• [WHAT NEEDS TO BE DONE]:
Answer these questions using the telegram below.
1. Where is an unsigned copy of the February 16 memorandum held?
2. How long did the talk with the President of Peru last, and on which afternoon did it take place?
3. From what figure to what figure will the overall Peruvian budget be reduced?

• [TEXT EXCERPT]:
= = = =

3720. Ref: Under Secretary’s Memorandum of Feb 16 to me and Tabs./2/ Subj: Conversation with President Belaunde on Military Expend-itures and IPC Case. From Oliver.


/2/ The February 16 memorandum from Katzenbach to Oliver contained instructions for Oliver’s trip to Peru, including talking points for his discussion with Belaúnde. An unsigned copy of the memorandum is in the National Archives and Records Administration, RG 59, ARA Files, 1967–69: Lot 74 D 467, Peru 1968. See also Document 66, and footnote 5 thereto.


1. With Ambassador and Fowler, had talk with President Peru on above subject over period ninety-five minutes afternoon February 26. Conversation with President based on reference and tabs, especially talking points in Spanish to which I had added introductory paragraphs designed to highlight (I) genuineness wish USG to be of development assistance to Peru (II) my interest in "opening interior" programs, and (III) explanation that theme my presentation was to be "Obstacles To Beginning New Aid Negotiations." President met us alone; was cordial throughout; showed some physical tension during periods I was trying to read out or paraphrase talking points; intervened repeatedly during my presentation, speaking more in sorrow than in anger about USG incomprehension Peru’s military needs and casual effects past failures aid to assist Peru effectively.


2. Symington and Conte–Long amendments.


(A) Military Budget.


I explained fully to President that Executive Branch USG was under legal obligation apply these amendments effectively and fully proposed do so. Sketched upcoming legislative session. Tendency of President (as Ambassador had predicted) was to interrupt in defense of importance of military to Peru and to blame policies of "State Department" for denying Peru assistance. With persistence I eventually got President to focus on point that US Executive has law to enforce; this was done by getting him to read Symington amendment in Spanish. In summary (see detail below) President promised us a memorandum tending to show that for Peruvian FY 1968 (begins April 1, 1968) budget just now being voted under leadership PM will present reduction overall budget from dollars 1.3 billion to 1 billion (". . . a superhuman effort whose repercussions may be far reaching. . ."); total military portion Peruvian FY 1968 budget will be down slightly from 1967; additions to new military budget being made in Congress not only do not reverse downward trend but represent mainly allowance increases designed to keep up with price rises following devaluation; identification portions military budgets going into civic action, pay, uniforms, food, training, and "services to public."

= = = =

• [RECORDED DATA]:
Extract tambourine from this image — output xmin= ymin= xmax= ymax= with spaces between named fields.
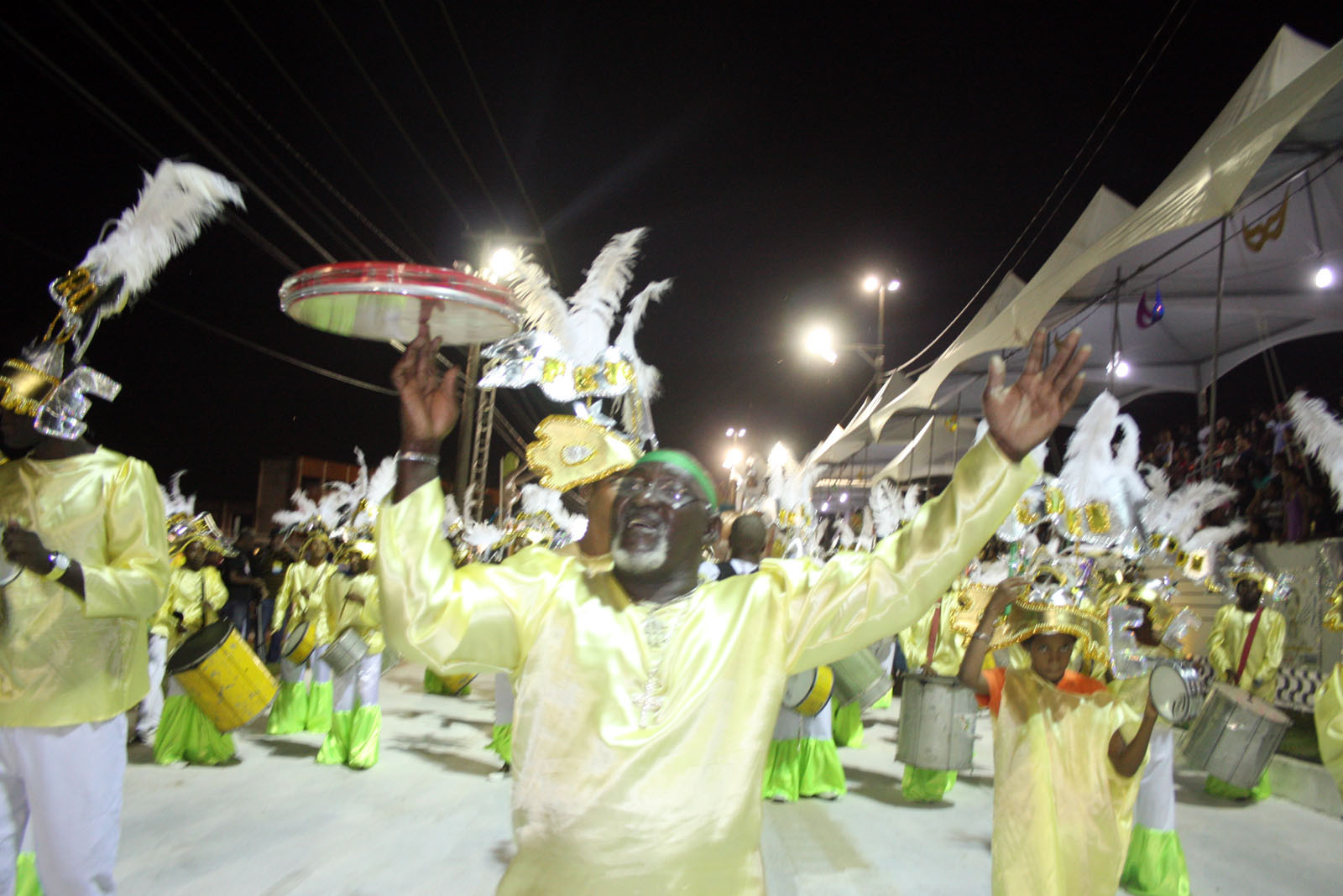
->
xmin=280 ymin=262 xmax=521 ymax=345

= = = =

• [EXERCISE ANSWER]:
1. It is held in the National Archives and Records Administration (RG 59, ARA Files, 1967–69: Lot 74 D 467, Peru 1968).
2. The talk lasted ninety-five minutes, on the afternoon of February 26.
3. It will be reduced from 1.3 billion dollars to 1 billion dollars.